## PROBLEM REQUIREMENTS
Reproduce the lines of the items from the line containing "Where can you see the getty" through the end of the items, requests included, and multiply every coordinate in the answers by 1.05, rounding each result to a whole number with halves rounded up. Provide only those lines.

## STORED ROWS
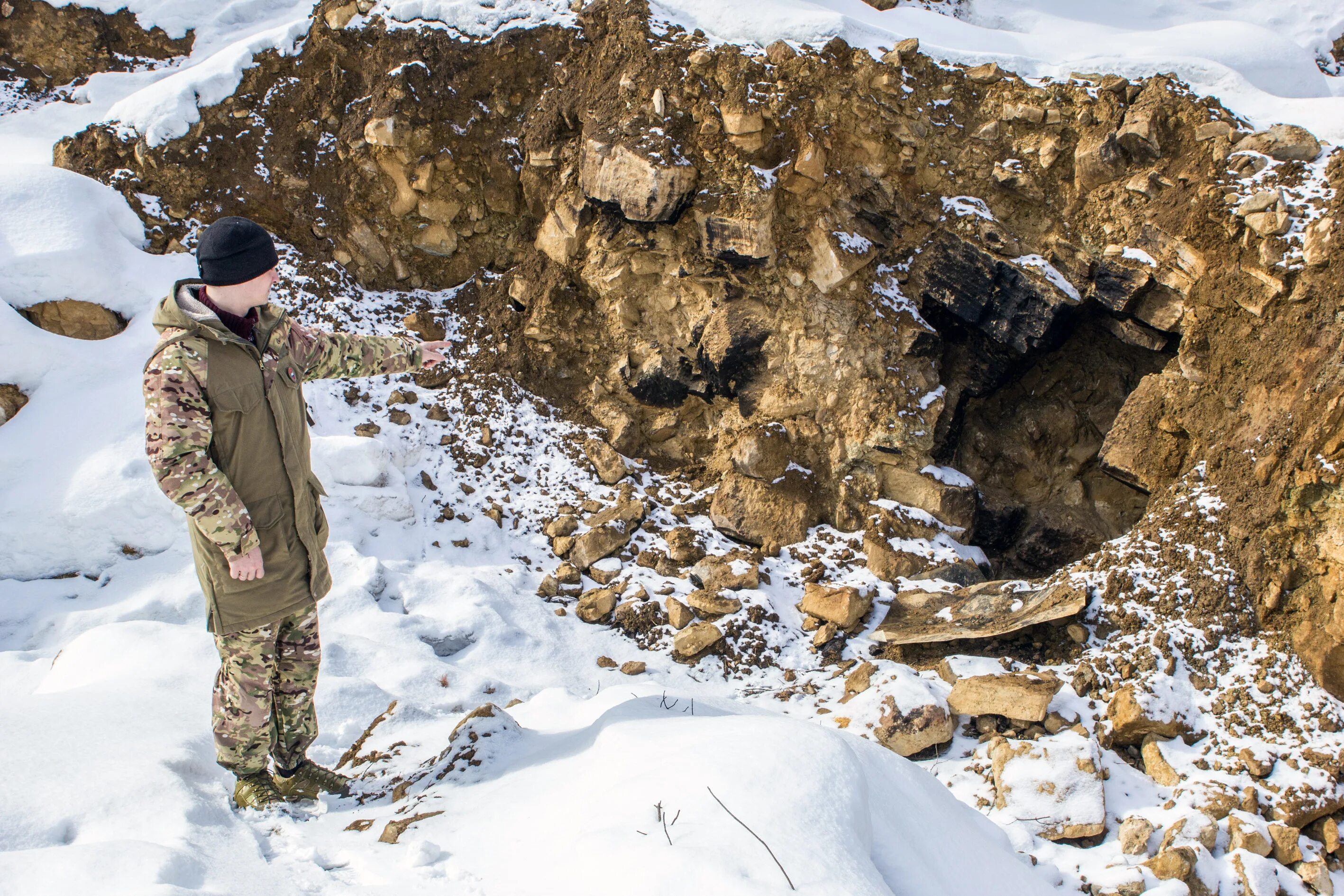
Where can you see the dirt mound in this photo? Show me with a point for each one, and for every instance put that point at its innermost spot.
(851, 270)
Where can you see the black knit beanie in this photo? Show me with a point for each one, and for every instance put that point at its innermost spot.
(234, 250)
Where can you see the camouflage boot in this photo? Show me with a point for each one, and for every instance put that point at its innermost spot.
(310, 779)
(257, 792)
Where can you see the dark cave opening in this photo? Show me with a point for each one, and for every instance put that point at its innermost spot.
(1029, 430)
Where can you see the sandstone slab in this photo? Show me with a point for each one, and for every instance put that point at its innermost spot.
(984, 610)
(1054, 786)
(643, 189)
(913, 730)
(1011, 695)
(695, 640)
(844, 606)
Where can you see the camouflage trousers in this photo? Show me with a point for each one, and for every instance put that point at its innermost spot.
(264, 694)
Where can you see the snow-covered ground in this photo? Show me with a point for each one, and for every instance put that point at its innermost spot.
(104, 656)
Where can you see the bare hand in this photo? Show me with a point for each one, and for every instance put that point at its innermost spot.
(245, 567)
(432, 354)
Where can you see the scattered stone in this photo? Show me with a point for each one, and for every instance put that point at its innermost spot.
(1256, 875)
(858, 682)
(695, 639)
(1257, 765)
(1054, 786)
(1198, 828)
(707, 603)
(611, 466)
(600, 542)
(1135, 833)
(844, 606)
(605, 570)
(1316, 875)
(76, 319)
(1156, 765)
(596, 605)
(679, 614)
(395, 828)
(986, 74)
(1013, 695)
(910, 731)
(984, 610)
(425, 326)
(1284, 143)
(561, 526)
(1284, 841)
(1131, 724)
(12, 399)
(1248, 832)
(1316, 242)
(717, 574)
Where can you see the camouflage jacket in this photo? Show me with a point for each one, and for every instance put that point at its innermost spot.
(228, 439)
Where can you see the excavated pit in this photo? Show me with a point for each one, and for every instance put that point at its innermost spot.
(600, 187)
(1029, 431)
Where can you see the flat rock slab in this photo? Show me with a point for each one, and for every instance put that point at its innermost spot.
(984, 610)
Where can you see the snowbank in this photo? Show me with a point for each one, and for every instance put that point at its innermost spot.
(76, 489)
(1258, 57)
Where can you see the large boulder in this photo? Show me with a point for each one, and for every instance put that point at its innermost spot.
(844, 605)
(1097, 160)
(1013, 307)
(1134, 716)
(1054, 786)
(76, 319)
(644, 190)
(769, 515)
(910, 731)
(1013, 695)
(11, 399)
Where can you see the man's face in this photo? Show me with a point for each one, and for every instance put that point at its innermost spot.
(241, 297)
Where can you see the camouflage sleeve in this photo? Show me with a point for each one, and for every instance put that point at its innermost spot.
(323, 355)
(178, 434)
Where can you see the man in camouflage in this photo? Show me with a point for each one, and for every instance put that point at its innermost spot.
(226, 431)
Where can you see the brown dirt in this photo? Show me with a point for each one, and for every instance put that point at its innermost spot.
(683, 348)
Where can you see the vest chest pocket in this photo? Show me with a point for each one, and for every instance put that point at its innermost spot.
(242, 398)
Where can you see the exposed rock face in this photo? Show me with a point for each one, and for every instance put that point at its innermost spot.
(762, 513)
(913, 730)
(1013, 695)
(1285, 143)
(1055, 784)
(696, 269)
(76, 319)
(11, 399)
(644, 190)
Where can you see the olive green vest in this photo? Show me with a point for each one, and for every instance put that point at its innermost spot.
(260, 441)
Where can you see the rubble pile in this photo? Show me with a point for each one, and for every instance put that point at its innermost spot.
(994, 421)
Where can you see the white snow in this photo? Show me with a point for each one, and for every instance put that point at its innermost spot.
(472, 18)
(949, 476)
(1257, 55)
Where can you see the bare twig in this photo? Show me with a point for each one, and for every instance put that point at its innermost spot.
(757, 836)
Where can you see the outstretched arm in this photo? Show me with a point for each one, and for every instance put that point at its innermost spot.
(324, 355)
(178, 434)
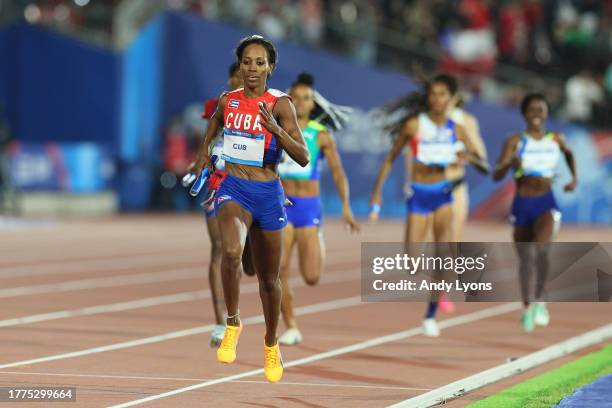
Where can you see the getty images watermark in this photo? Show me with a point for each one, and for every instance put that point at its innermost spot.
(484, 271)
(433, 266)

## CORRECT ANSWER
Where can you see the getty images watermark in this photo? Show me with a point for each one, and for every instance put that point at its innermost spot.
(508, 285)
(455, 279)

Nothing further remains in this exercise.